▶ Task requirements
1. In the Vermont court opinion on the Huntleys' gravel mine, to what date did the 1995 permit amendment extend the deadline for all mining and reclamation?
2. Reproduce the passage of the Vermont court opinion starting with "Supreme Court of" and going on through "the statute's application.".

Text block section start

Skip to main content

IN RE: Richard and Elinor HUNTLEY. (2004)

Supreme Court of Vermont.

IN RE: Richard and Elinor HUNTLEY.

No. 03-369.

Decided: November 09, 2004



 ¶ 1. Richard and Elinor Huntley, owners of a five-acre gravel mine, appeal a declaratory ruling by the Environmental Board.   The Board determined that the Huntleys' mine and associated property remained subject to Act 250 jurisdiction even though the site had been fully reclaimed, and its former permit had expired.   We reverse and hold that, when a permit expires pursuant to 10 V.S.A. § 6090(b)(1), the land is no longer subject to Act 250 jurisdiction absent some activity to trigger the statute's application.

¶ 2. In 1986, the Huntleys' predecessors in interest applied for an Act 250 permit, under § 6090(b)(1) (extraction of mineral resources), to extract gravel from a five-acre segment of their approximately 100-acre farm in Bethel.   They proposed a three-phase mining operation with detailed reclamation requirements to be completed at each phase.   The District 3 Environmental Commission approved the proposal contingent that it be “completed and maintained in conformance with all of the terms and conditions of that application, and of Land Use Permit # 3W0473.”   That permit obligated the applicant to “complete and maintain” the project only as approved by the district commission and permit conditions.   The commission found that, if the project was operated and reclaimed in accordance with the permit's conditions, it would “not result in undue harm to the environment and [would] result in an area suitable for continued agricultural use.”   The permit specified that the district environmental commission would “maintain[ ] continuing jurisdiction during the lifetime of the permit” and that the permit would expire on July 1, 1995, unless extended.

¶ 3. The Huntleys subsequently acquired the property.   In 1995, they obtained a permit amendment authorizing minor changes in mining operations and extending the completion date for all mining and reclamation activities to October 1, 2002.1  By the October deadline, the Huntleys had ceased mining operations, and fully reclaimed and rehabilitated the property in accordance with the permit requirements.   A month later, as part of preparations to sell the property, the Huntleys requested an opinion from the district commission determining whether their property remained subject to Act 250 jurisdiction.   In response, the District 3 coordinator concluded that, although all mining had ceased, the permit had expired and the land had been reclaimed in compliance with permit requirements, the project remained subject to continuing Act 250 jurisdiction, and that “[a]ny subsequent activity on the land may require a permit.”

Text block section end
Dataset extract section start

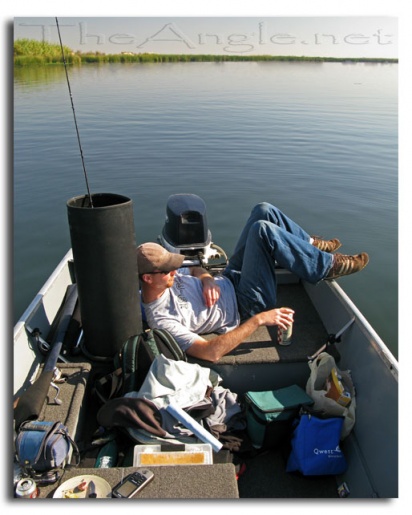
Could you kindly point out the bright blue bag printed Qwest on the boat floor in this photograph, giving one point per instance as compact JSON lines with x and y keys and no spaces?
{"x":315,"y":446}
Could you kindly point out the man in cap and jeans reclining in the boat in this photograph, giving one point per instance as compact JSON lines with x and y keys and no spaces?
{"x":189,"y":302}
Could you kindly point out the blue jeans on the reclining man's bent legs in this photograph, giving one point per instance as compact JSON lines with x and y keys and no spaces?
{"x":270,"y":237}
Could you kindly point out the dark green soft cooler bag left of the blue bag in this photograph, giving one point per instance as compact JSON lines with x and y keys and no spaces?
{"x":270,"y":414}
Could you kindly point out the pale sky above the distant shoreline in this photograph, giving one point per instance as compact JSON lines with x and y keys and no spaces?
{"x":324,"y":36}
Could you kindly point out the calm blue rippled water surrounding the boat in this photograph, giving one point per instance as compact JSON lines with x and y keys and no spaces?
{"x":318,"y":140}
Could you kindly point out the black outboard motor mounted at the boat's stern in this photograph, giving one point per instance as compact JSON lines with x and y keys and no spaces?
{"x":186,"y":232}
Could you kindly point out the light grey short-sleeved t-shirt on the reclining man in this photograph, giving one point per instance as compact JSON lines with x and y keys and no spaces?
{"x":182,"y":311}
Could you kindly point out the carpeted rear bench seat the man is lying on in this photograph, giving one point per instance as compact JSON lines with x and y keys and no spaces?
{"x":260,"y":363}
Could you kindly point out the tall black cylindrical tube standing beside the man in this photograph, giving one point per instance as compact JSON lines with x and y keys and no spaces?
{"x":104,"y":254}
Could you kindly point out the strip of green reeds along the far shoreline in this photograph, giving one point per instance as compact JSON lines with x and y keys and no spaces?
{"x":30,"y":52}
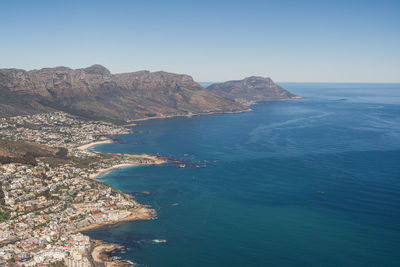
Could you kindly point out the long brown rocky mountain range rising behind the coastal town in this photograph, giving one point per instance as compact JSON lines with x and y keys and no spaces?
{"x":95,"y":93}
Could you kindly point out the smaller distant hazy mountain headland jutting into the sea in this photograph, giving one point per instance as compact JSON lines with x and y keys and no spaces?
{"x":251,"y":90}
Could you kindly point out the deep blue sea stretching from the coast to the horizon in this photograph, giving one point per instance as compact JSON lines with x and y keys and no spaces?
{"x":254,"y":201}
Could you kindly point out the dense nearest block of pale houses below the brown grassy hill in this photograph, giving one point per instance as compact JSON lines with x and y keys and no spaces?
{"x":46,"y":206}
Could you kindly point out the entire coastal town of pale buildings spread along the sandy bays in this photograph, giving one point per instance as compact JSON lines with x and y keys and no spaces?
{"x":44,"y":208}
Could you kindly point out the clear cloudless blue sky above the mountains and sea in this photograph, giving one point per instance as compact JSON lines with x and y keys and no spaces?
{"x":315,"y":41}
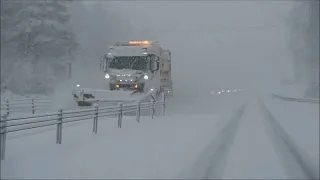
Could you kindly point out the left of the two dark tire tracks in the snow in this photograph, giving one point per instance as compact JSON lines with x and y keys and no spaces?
{"x":212,"y":161}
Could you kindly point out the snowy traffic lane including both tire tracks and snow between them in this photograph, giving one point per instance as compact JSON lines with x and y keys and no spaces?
{"x":253,"y":145}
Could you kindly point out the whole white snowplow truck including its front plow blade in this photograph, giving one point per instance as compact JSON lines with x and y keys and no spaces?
{"x":133,"y":71}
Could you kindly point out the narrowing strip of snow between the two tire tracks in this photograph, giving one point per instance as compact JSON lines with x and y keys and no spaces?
{"x":252,"y":155}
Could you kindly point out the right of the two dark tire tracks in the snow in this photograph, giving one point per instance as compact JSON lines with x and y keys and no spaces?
{"x":295,"y":161}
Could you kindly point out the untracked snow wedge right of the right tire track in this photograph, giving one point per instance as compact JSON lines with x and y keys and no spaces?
{"x":301,"y":122}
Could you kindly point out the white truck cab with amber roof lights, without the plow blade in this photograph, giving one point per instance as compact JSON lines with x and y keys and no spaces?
{"x":134,"y":66}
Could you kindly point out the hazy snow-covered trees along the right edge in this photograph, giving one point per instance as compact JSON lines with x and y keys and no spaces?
{"x":304,"y":43}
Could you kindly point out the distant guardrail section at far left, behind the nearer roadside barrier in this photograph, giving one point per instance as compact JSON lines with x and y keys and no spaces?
{"x":32,"y":105}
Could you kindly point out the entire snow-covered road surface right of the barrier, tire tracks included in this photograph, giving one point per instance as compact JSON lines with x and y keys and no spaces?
{"x":236,"y":139}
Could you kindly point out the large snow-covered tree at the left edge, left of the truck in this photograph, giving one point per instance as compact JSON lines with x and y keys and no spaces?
{"x":36,"y":37}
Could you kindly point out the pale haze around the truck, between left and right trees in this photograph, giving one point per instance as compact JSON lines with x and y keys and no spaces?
{"x":214,"y":44}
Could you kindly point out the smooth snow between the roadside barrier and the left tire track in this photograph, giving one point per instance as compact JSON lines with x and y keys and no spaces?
{"x":153,"y":148}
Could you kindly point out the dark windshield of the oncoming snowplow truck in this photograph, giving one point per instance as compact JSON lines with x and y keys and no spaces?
{"x":129,"y":62}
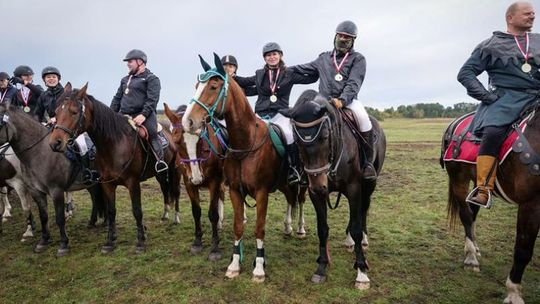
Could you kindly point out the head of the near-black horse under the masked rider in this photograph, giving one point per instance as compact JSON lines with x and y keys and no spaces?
{"x":312,"y":118}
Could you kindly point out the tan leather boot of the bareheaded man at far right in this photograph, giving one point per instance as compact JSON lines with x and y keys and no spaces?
{"x":486,"y":173}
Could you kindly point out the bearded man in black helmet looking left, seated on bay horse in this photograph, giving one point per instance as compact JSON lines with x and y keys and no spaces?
{"x":138,"y":96}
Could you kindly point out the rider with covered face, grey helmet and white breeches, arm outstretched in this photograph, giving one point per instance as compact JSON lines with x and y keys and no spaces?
{"x":341,"y":73}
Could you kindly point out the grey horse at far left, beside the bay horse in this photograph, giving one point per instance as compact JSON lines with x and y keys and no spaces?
{"x":43,"y":172}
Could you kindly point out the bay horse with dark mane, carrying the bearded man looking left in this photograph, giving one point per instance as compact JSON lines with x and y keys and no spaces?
{"x":122,"y":156}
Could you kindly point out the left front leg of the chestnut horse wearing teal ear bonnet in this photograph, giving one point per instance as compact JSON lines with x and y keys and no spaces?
{"x":233,"y":270}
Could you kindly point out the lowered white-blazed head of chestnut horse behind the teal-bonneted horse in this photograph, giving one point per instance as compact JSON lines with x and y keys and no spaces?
{"x":186,"y":144}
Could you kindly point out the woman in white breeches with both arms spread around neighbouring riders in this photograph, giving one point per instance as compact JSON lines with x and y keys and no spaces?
{"x":273,"y":84}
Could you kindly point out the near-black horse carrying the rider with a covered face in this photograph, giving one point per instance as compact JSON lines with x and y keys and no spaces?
{"x":329,"y":150}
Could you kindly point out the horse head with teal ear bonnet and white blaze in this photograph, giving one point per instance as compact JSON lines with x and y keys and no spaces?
{"x":209,"y":99}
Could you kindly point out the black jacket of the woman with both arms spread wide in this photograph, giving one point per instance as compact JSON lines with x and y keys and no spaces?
{"x":261,"y":83}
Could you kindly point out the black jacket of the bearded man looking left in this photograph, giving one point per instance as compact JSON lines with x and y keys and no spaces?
{"x":143,"y":95}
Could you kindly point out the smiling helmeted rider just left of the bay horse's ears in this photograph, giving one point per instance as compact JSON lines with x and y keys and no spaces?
{"x":47,"y":101}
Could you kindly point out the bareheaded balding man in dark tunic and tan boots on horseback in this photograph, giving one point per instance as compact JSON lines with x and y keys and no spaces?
{"x":511,"y":61}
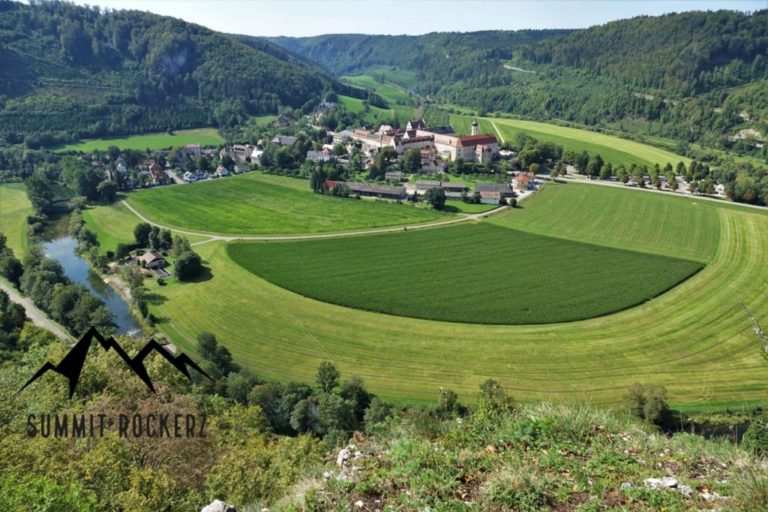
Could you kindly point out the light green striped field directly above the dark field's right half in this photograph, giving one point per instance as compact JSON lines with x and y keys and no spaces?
{"x":622,"y":218}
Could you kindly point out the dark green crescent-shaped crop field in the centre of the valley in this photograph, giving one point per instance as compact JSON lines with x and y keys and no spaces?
{"x":507,"y":277}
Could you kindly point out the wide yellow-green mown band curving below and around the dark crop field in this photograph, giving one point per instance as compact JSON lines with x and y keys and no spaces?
{"x":694,"y":339}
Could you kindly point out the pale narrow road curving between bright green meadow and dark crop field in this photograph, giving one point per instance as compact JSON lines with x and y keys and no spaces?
{"x":264,"y":238}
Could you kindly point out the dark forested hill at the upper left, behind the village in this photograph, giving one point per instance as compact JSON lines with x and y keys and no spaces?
{"x":70,"y":71}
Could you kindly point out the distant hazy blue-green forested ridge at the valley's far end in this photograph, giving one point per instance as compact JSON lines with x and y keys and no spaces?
{"x":433,"y":60}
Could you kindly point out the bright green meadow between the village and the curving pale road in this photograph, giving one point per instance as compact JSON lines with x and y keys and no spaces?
{"x":262,"y":204}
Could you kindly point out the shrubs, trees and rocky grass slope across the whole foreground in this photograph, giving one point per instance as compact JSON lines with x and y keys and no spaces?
{"x":492,"y":455}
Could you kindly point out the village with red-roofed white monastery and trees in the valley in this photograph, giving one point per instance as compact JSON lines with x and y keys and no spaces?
{"x":434,"y":154}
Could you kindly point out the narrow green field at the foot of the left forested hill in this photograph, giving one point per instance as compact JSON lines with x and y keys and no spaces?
{"x":202,"y":136}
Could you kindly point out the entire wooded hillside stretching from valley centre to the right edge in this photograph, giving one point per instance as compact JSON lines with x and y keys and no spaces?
{"x":695,"y":76}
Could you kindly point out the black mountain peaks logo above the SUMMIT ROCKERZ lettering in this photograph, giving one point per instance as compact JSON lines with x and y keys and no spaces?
{"x":72,"y":364}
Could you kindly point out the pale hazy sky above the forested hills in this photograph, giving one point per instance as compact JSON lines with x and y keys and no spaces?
{"x":313,"y":17}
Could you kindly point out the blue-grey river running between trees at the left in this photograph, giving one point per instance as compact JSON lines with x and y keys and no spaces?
{"x":63,"y":248}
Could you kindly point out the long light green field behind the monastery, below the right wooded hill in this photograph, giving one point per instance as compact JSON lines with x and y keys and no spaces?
{"x":613,"y":149}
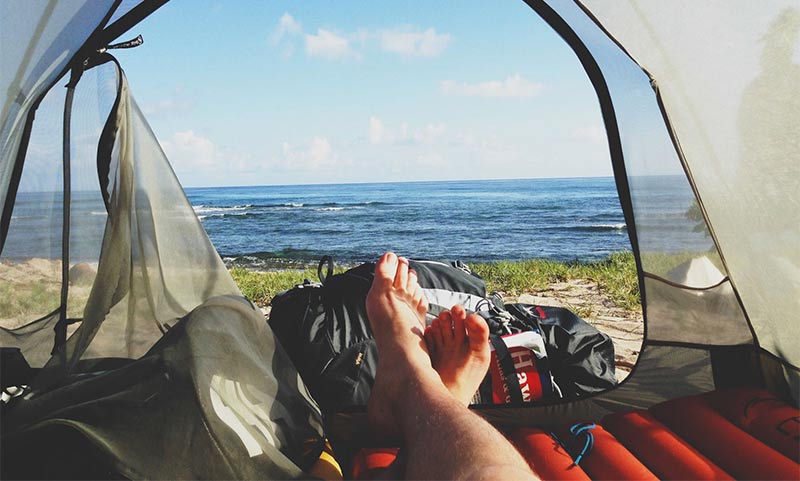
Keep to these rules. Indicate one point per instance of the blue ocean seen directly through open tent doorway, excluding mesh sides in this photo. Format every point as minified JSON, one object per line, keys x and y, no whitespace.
{"x":487,"y":220}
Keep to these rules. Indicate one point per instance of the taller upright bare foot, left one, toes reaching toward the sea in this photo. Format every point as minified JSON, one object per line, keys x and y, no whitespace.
{"x":396,"y":309}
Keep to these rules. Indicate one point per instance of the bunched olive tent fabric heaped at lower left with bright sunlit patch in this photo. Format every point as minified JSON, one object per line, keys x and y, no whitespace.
{"x":204,"y":403}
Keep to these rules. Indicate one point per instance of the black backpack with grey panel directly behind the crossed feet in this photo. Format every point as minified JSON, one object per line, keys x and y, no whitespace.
{"x":324,"y":326}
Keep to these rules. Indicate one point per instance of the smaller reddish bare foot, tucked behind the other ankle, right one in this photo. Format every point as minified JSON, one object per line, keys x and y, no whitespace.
{"x":459,"y":348}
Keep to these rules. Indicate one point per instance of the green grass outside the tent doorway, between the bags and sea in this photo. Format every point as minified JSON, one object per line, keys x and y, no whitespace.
{"x":615,"y":276}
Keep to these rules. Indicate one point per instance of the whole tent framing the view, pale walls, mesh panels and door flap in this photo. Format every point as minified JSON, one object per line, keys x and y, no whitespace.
{"x":145,"y":357}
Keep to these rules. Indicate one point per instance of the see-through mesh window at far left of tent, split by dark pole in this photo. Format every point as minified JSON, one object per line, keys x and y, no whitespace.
{"x":33,"y":248}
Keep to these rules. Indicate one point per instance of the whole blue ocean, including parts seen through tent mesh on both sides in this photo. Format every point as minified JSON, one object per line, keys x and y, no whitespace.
{"x":474,"y":221}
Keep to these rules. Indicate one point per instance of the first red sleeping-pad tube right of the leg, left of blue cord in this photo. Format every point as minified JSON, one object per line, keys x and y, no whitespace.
{"x":545,"y":456}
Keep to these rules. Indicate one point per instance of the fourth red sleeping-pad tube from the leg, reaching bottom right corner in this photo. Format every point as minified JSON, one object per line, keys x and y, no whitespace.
{"x":727,"y":445}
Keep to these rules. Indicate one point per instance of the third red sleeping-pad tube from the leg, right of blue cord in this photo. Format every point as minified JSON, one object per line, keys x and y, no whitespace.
{"x":661,"y":450}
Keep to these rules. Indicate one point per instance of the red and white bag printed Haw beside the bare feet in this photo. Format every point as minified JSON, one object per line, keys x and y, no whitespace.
{"x":518,"y":371}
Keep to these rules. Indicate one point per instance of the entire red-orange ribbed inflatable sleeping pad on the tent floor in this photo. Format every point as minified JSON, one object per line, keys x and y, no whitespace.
{"x":725,"y":434}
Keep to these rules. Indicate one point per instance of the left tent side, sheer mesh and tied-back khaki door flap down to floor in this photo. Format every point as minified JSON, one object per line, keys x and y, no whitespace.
{"x":164,"y":358}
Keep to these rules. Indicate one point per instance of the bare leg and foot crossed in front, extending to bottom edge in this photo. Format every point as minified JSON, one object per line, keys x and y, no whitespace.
{"x":442,"y":438}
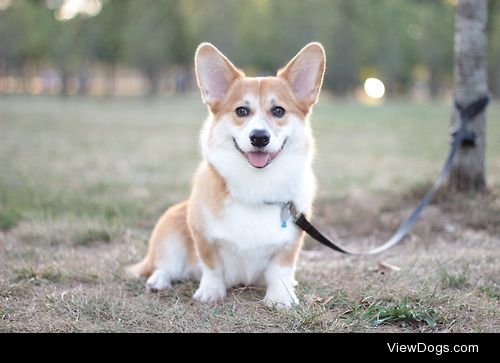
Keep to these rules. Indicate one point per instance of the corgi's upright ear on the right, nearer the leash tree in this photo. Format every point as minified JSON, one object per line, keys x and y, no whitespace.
{"x":305,"y":73}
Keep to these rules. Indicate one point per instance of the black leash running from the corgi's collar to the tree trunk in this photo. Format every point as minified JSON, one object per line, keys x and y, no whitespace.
{"x":462,"y":136}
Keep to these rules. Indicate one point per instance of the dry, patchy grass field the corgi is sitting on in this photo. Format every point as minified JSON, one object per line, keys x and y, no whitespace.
{"x":82,"y":182}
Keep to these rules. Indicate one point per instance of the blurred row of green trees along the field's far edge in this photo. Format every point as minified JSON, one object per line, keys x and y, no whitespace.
{"x":132,"y":46}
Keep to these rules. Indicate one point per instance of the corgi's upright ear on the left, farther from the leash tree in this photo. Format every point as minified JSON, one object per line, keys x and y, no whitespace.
{"x":214,"y":73}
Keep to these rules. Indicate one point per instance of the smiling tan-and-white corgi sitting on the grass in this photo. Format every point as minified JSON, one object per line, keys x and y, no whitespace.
{"x":257,"y":150}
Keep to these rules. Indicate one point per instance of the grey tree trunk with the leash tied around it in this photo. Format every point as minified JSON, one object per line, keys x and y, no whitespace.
{"x":470,"y":83}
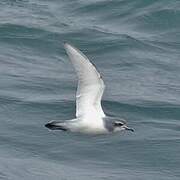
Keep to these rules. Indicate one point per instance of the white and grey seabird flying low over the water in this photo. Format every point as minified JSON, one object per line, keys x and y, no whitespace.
{"x":90,"y":117}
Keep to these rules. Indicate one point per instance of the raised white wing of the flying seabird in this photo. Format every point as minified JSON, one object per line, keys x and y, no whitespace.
{"x":90,"y":84}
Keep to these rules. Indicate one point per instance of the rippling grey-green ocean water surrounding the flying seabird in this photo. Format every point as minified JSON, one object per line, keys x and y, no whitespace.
{"x":136,"y":47}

Dataset extract section end

▶ Completed exercise
1. October 1, 2002

2.
Supreme Court of Vermont.

IN RE: Richard and Elinor HUNTLEY.

No. 03-369.

Decided: November 09, 2004



 ¶ 1. Richard and Elinor Huntley, owners of a five-acre gravel mine, appeal a declaratory ruling by the Environmental Board.   The Board determined that the Huntleys' mine and associated property remained subject to Act 250 jurisdiction even though the site had been fully reclaimed, and its former permit had expired.   We reverse and hold that, when a permit expires pursuant to 10 V.S.A. § 6090(b)(1), the land is no longer subject to Act 250 jurisdiction absent some activity to trigger the statute's application.